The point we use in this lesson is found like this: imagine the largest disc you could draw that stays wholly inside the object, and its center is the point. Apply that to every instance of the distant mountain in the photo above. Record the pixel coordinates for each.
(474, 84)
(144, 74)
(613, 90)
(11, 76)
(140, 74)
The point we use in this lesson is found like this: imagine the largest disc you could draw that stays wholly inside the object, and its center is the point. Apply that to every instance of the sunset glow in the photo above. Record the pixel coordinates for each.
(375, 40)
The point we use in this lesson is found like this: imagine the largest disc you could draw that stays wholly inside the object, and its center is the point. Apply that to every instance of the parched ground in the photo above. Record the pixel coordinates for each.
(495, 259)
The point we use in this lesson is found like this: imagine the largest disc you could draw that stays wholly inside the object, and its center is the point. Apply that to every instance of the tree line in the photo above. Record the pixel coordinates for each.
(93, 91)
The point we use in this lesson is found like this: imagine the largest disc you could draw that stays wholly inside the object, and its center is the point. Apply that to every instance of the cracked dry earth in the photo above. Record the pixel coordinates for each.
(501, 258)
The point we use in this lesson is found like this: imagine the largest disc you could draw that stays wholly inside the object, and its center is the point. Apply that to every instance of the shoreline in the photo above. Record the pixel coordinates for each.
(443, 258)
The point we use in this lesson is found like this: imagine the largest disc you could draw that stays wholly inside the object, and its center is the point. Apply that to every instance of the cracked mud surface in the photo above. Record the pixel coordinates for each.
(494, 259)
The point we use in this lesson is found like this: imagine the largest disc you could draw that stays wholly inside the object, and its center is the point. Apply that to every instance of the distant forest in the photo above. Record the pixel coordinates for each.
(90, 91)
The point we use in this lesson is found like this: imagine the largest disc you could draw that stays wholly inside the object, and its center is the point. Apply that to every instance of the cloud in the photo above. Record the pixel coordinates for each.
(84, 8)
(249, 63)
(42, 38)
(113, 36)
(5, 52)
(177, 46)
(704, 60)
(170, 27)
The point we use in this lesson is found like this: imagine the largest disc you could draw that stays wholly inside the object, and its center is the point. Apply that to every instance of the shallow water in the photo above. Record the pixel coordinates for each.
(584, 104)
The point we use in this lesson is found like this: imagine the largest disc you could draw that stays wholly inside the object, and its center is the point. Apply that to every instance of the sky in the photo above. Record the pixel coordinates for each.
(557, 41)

Short task:
Reproduce the material above, swapping every "largest disc" for "biggest circle" and changing nothing else.

Written solution:
The point we use in this lesson is found like this: imagine the biggest circle you could draw that stays wholly inside the object, and its center is the point. Apply that to every instance of the distant mountain in the photo above. Record the pixel coordinates for each.
(474, 84)
(144, 74)
(613, 90)
(11, 76)
(140, 74)
The point we use in this lesson is found like this: imagine the biggest circle you could draw that stays wholly inside the object, and its center is the point. Apply that to every instance of the sunset glow in the photo above. Record the pixel coordinates for each.
(375, 40)
The point we use in this lesson is found like this: imagine the biggest circle you could draw that stays wholly inside the object, and its center is the point. Apply that to every instance of the parched ground in the photo above. Record the pixel coordinates for each.
(495, 259)
The point we use in this lesson is found like this: imagine the biggest circle you could draw that stays wholly inside the object, and its center is the point. Apply that to every instance of the tree line in the photo above. Record the pixel coordinates for each.
(93, 91)
The point we use in this lesson is found like this: imagine the biggest circle you could draw that stays wholly inside the object, and its center is the point. Apply that to every instance of the cracked dry earth in the photo above. Record the pixel coordinates for each.
(501, 258)
The point we use in this lesson is found like this: imagine the biggest circle you could draw that stays wholly inside the object, and its center is the point. Apply that to every instance of the shoreline in the photo above. Record the pixel coordinates for each.
(443, 258)
The point we use in this lesson is found like this: imagine the biggest circle you could draw that stays wholly inside the object, and its center is the point. Apply that to every instance of the cracked mud surface in the photo above. Record the pixel coordinates for each.
(494, 259)
The point we use in this lesson is found like this: imagine the biggest circle you could draw that stays wholly inside the object, and its center is the point. Apply that to every instance of the distant forest in the photo above. Record the pixel coordinates for each.
(90, 91)
The point we use in this lesson is found like this: imagine the biggest circle you could draw that stays wholly inside the object, and its center is the point. Apply that to every instance of the cloud in the photo above. Record the pixel coordinates for each.
(84, 8)
(249, 63)
(42, 38)
(113, 36)
(5, 52)
(177, 46)
(704, 60)
(170, 27)
The point we use in this lesson is found like this: imagine the biggest circle you could draw that stays wholly inside the object, and its center is the point. Apply that to every instance of the shallow water in the photo above. Record the pixel coordinates for each.
(584, 104)
The point we use in this lesson is found like this: imagine the biggest circle you could draw that stays wholly inside the object, and its center is the point. Apply that to every instance of the sky in the photo above. Record the pixel coordinates for each.
(557, 41)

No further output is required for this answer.